▸ EXERCISE BRIEF
Reproduce nothing but the closing run of lines: the line with "Highlight-reel tagging: indicate the metal" and each line that follows it to the end of the data.

▸ EXCERPTED RECORDS
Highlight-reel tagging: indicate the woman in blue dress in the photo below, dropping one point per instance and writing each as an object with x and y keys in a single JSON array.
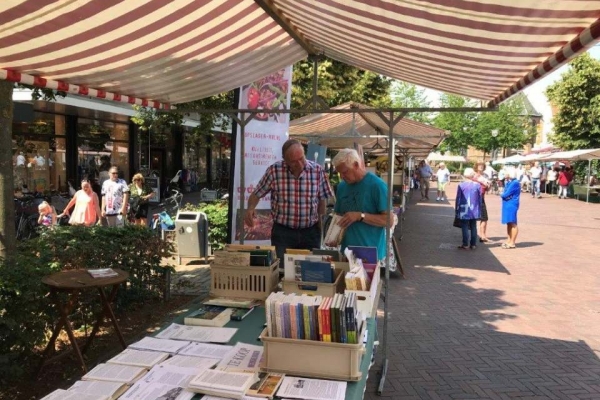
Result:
[{"x": 510, "y": 207}]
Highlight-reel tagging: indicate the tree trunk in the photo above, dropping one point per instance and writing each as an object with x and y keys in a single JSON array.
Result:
[{"x": 7, "y": 203}]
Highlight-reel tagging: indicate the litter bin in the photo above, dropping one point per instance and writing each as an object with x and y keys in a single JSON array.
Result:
[{"x": 192, "y": 234}]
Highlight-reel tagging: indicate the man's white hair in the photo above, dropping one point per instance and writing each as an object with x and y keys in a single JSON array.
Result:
[
  {"x": 347, "y": 157},
  {"x": 469, "y": 173}
]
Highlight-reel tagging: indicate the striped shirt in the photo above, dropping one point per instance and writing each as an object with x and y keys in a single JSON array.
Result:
[{"x": 295, "y": 201}]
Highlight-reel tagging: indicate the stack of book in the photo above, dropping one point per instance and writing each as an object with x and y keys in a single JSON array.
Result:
[{"x": 326, "y": 319}]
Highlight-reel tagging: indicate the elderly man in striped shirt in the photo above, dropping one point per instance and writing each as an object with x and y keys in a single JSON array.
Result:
[{"x": 299, "y": 190}]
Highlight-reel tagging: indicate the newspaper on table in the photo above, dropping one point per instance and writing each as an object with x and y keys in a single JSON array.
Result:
[
  {"x": 197, "y": 364},
  {"x": 112, "y": 390},
  {"x": 156, "y": 391},
  {"x": 243, "y": 357},
  {"x": 114, "y": 373},
  {"x": 197, "y": 333},
  {"x": 162, "y": 345},
  {"x": 170, "y": 375},
  {"x": 312, "y": 389},
  {"x": 139, "y": 358},
  {"x": 61, "y": 394},
  {"x": 205, "y": 350},
  {"x": 223, "y": 383}
]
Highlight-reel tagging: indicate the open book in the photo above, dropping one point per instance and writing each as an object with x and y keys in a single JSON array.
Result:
[
  {"x": 335, "y": 233},
  {"x": 115, "y": 373},
  {"x": 222, "y": 383},
  {"x": 111, "y": 390}
]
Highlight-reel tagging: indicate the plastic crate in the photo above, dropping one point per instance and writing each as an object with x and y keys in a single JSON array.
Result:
[
  {"x": 243, "y": 281},
  {"x": 313, "y": 359},
  {"x": 322, "y": 289}
]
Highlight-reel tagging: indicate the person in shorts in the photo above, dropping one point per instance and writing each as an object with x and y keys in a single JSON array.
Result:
[
  {"x": 443, "y": 177},
  {"x": 115, "y": 199}
]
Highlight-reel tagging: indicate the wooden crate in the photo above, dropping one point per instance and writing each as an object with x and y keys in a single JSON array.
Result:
[
  {"x": 322, "y": 289},
  {"x": 313, "y": 359},
  {"x": 243, "y": 281}
]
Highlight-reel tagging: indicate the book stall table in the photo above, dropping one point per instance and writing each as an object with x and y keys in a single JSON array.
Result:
[{"x": 72, "y": 282}]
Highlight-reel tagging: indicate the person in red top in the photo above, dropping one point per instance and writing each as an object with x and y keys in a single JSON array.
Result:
[
  {"x": 299, "y": 190},
  {"x": 564, "y": 178}
]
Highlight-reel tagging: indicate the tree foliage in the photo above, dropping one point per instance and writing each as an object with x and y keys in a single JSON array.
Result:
[
  {"x": 407, "y": 95},
  {"x": 338, "y": 84},
  {"x": 474, "y": 129},
  {"x": 577, "y": 98}
]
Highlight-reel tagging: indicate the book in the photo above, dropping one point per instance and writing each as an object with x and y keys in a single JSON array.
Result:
[
  {"x": 223, "y": 383},
  {"x": 267, "y": 385},
  {"x": 232, "y": 302},
  {"x": 102, "y": 273},
  {"x": 138, "y": 358},
  {"x": 335, "y": 232},
  {"x": 61, "y": 394},
  {"x": 238, "y": 314},
  {"x": 110, "y": 390},
  {"x": 243, "y": 357},
  {"x": 115, "y": 373},
  {"x": 208, "y": 315}
]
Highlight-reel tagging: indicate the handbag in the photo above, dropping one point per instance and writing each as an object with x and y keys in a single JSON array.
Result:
[{"x": 457, "y": 222}]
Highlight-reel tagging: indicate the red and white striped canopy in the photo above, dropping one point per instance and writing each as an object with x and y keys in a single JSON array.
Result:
[{"x": 180, "y": 50}]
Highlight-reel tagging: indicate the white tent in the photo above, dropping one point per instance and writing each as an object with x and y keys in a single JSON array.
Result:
[
  {"x": 515, "y": 159},
  {"x": 445, "y": 157}
]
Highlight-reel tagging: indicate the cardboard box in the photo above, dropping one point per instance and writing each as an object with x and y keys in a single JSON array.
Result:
[
  {"x": 314, "y": 359},
  {"x": 322, "y": 289}
]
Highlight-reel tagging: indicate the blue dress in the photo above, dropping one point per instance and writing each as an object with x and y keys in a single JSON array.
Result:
[{"x": 510, "y": 201}]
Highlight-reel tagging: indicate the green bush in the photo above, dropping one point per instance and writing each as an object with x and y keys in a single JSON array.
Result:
[
  {"x": 27, "y": 314},
  {"x": 216, "y": 213}
]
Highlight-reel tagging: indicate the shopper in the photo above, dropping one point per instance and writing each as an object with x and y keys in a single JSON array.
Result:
[
  {"x": 115, "y": 199},
  {"x": 87, "y": 206},
  {"x": 467, "y": 209},
  {"x": 510, "y": 207},
  {"x": 140, "y": 194},
  {"x": 443, "y": 178},
  {"x": 425, "y": 173},
  {"x": 299, "y": 190},
  {"x": 362, "y": 201}
]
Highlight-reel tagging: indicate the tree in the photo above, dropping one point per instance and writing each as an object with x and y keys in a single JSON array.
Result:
[
  {"x": 338, "y": 84},
  {"x": 459, "y": 125},
  {"x": 407, "y": 95},
  {"x": 577, "y": 97}
]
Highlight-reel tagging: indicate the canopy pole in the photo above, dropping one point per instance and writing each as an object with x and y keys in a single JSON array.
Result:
[{"x": 391, "y": 122}]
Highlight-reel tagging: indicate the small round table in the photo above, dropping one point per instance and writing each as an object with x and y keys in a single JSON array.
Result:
[{"x": 73, "y": 282}]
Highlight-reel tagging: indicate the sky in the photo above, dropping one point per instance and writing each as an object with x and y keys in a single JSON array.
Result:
[{"x": 535, "y": 93}]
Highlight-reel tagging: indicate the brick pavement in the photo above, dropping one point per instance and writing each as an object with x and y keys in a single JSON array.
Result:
[{"x": 495, "y": 323}]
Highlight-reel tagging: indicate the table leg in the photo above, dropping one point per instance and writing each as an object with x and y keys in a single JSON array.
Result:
[{"x": 105, "y": 312}]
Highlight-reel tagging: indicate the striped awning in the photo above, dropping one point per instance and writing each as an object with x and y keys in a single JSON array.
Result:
[
  {"x": 366, "y": 128},
  {"x": 151, "y": 51}
]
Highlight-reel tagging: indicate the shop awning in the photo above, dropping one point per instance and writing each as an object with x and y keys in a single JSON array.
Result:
[
  {"x": 180, "y": 50},
  {"x": 366, "y": 128}
]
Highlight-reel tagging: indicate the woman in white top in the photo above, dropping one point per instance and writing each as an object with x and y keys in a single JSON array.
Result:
[{"x": 443, "y": 176}]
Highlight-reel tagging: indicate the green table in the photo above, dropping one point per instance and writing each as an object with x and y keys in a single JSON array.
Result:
[{"x": 250, "y": 328}]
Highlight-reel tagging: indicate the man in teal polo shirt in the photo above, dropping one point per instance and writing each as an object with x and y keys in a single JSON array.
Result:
[{"x": 362, "y": 200}]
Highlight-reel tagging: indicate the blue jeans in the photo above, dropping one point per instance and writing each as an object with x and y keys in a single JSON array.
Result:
[
  {"x": 466, "y": 226},
  {"x": 535, "y": 186}
]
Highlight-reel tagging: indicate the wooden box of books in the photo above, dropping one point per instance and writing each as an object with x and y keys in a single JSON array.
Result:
[
  {"x": 313, "y": 359},
  {"x": 368, "y": 298},
  {"x": 246, "y": 282},
  {"x": 317, "y": 288}
]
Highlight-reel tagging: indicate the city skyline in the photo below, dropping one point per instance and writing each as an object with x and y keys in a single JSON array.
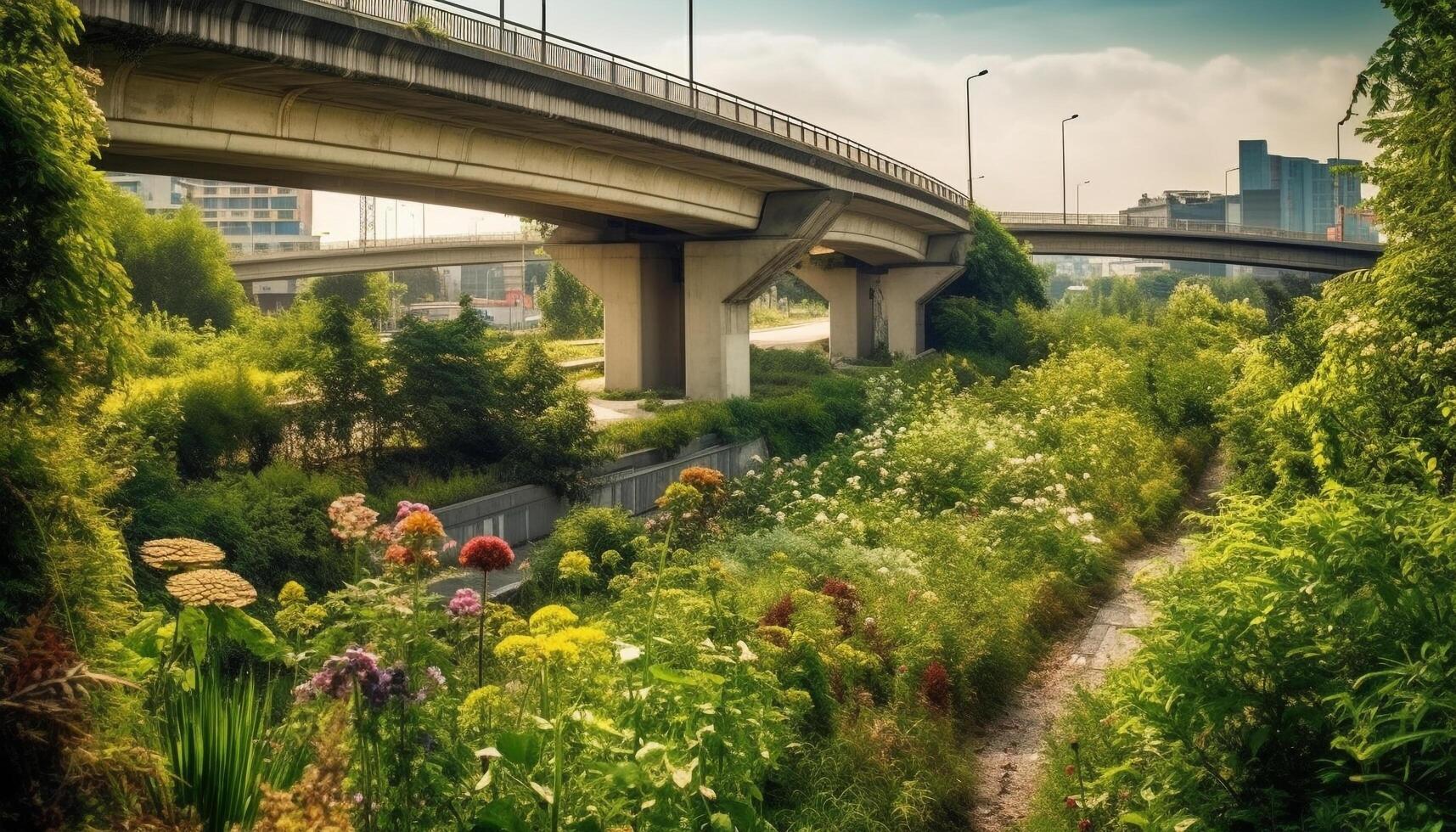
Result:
[{"x": 1156, "y": 111}]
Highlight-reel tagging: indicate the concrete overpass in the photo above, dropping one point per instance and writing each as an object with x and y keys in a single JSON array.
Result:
[
  {"x": 1114, "y": 235},
  {"x": 677, "y": 201},
  {"x": 385, "y": 256}
]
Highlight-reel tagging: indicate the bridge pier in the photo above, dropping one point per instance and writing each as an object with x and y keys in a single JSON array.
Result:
[
  {"x": 643, "y": 309},
  {"x": 904, "y": 292},
  {"x": 851, "y": 306}
]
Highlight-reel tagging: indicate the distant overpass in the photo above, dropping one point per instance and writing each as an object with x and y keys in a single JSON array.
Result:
[
  {"x": 1114, "y": 235},
  {"x": 385, "y": 256}
]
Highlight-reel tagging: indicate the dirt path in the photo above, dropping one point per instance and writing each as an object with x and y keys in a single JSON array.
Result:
[{"x": 1009, "y": 750}]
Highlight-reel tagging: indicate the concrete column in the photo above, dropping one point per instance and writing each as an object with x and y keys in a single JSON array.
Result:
[
  {"x": 643, "y": 309},
  {"x": 851, "y": 307},
  {"x": 718, "y": 283},
  {"x": 904, "y": 292}
]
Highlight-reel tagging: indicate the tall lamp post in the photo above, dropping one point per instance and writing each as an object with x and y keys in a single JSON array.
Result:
[
  {"x": 970, "y": 166},
  {"x": 1226, "y": 194},
  {"x": 1065, "y": 166}
]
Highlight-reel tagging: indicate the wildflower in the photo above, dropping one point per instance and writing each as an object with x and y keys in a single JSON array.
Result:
[
  {"x": 211, "y": 587},
  {"x": 419, "y": 524},
  {"x": 552, "y": 618},
  {"x": 519, "y": 649},
  {"x": 179, "y": 554},
  {"x": 351, "y": 519},
  {"x": 466, "y": 604},
  {"x": 702, "y": 478},
  {"x": 935, "y": 687},
  {"x": 680, "y": 498},
  {"x": 486, "y": 553}
]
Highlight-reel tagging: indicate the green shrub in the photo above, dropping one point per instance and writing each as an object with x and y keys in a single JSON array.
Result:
[
  {"x": 1302, "y": 667},
  {"x": 592, "y": 529}
]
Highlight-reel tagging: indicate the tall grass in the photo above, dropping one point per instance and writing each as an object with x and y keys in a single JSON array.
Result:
[{"x": 214, "y": 744}]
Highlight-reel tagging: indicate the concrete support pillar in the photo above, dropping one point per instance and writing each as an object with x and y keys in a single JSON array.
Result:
[
  {"x": 643, "y": 309},
  {"x": 718, "y": 283},
  {"x": 904, "y": 292},
  {"x": 851, "y": 307}
]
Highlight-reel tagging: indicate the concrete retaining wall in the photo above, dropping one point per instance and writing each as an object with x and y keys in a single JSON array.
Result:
[{"x": 632, "y": 482}]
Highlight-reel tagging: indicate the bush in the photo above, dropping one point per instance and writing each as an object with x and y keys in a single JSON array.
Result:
[
  {"x": 592, "y": 529},
  {"x": 273, "y": 524},
  {"x": 1299, "y": 669},
  {"x": 568, "y": 307}
]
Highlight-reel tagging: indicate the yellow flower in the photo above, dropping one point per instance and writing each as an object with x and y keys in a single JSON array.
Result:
[
  {"x": 520, "y": 649},
  {"x": 551, "y": 618},
  {"x": 559, "y": 649}
]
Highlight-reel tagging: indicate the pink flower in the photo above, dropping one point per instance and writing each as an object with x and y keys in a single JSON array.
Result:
[
  {"x": 486, "y": 553},
  {"x": 466, "y": 604}
]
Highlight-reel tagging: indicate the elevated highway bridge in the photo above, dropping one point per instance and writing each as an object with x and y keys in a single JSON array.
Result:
[
  {"x": 1117, "y": 235},
  {"x": 677, "y": 203}
]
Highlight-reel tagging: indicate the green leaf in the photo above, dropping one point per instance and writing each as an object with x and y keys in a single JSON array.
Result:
[
  {"x": 239, "y": 627},
  {"x": 1133, "y": 819},
  {"x": 520, "y": 748},
  {"x": 191, "y": 632},
  {"x": 498, "y": 816}
]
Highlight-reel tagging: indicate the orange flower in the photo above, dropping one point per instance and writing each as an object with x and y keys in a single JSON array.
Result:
[{"x": 421, "y": 524}]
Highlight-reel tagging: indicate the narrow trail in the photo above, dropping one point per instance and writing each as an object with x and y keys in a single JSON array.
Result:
[{"x": 1009, "y": 746}]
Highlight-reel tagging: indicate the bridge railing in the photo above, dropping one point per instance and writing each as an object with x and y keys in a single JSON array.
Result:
[
  {"x": 291, "y": 248},
  {"x": 1133, "y": 222},
  {"x": 491, "y": 32}
]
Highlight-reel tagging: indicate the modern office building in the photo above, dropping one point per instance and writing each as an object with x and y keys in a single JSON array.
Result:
[
  {"x": 1299, "y": 194},
  {"x": 250, "y": 217},
  {"x": 1172, "y": 207}
]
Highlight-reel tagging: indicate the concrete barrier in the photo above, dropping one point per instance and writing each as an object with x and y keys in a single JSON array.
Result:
[{"x": 633, "y": 482}]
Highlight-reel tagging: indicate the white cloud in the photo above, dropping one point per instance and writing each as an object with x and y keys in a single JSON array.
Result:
[{"x": 1146, "y": 124}]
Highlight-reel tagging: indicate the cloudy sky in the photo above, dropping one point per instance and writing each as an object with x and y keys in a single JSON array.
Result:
[{"x": 1164, "y": 87}]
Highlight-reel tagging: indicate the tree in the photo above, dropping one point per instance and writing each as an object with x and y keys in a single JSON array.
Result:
[
  {"x": 366, "y": 293},
  {"x": 419, "y": 284},
  {"x": 342, "y": 391},
  {"x": 449, "y": 386},
  {"x": 175, "y": 262},
  {"x": 554, "y": 443},
  {"x": 63, "y": 297},
  {"x": 998, "y": 268},
  {"x": 568, "y": 307}
]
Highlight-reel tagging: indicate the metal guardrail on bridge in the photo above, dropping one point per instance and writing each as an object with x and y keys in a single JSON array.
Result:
[
  {"x": 382, "y": 245},
  {"x": 495, "y": 34},
  {"x": 1126, "y": 222}
]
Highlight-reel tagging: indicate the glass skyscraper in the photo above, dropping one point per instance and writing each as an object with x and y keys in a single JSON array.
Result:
[{"x": 1299, "y": 194}]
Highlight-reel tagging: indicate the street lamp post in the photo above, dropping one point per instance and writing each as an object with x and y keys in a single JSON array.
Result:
[
  {"x": 1065, "y": 166},
  {"x": 1226, "y": 194},
  {"x": 970, "y": 168}
]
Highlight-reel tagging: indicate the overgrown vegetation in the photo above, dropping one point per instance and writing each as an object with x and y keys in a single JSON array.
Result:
[{"x": 1301, "y": 673}]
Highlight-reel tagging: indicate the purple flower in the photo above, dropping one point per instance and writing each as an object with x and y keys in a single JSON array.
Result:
[{"x": 466, "y": 604}]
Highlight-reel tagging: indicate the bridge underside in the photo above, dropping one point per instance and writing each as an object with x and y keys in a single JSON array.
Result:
[
  {"x": 283, "y": 266},
  {"x": 674, "y": 215},
  {"x": 1199, "y": 246}
]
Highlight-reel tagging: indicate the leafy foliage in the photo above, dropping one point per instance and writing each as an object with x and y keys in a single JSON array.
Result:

▸ SOLVED EXERCISE
Highlight-reel tagging: indicate the metal guardrail on bridge in the photo above, dropping one point per instance and writing each as an object with x and y keys in a single JSON array.
Result:
[
  {"x": 382, "y": 245},
  {"x": 495, "y": 34},
  {"x": 1126, "y": 222}
]
Highlight-reel tagging: indicate the glass skyscraper in the photo above, dropping one point per instance and writing each as an object with x and y keys in a single JSON array.
Result:
[{"x": 1299, "y": 194}]
Highlight-reel tagging: indicate the street lamp post in the photo above, dropping one point per instance and writing each as an object with x and y keys in a single JSON array.
Result:
[
  {"x": 1065, "y": 166},
  {"x": 1226, "y": 194},
  {"x": 970, "y": 168}
]
Highlight-reel tagging: indicate the overgrown vegetation in the photo above, dropping one point per instance and writing each as an object with x and y keys in a single JSON array.
Result:
[{"x": 1301, "y": 673}]
Highlight-reel tagging: indicate the purple flower in the photo above, dropping one point per instance and writing each as an object with x and y keys in a single JSON array.
Result:
[{"x": 466, "y": 604}]
Highlight-reel tagging: indicate the bridge underside in the photo above, dropping one point per instance and writing each as an object with x and y keys in a single JSON array.
Result:
[
  {"x": 283, "y": 266},
  {"x": 674, "y": 215},
  {"x": 1199, "y": 246}
]
Highlight-reel tagging: indicate the leafy foliage in the photo above, dropping one point per instance and writing each as an object with x and y keys in a single JSON array.
Result:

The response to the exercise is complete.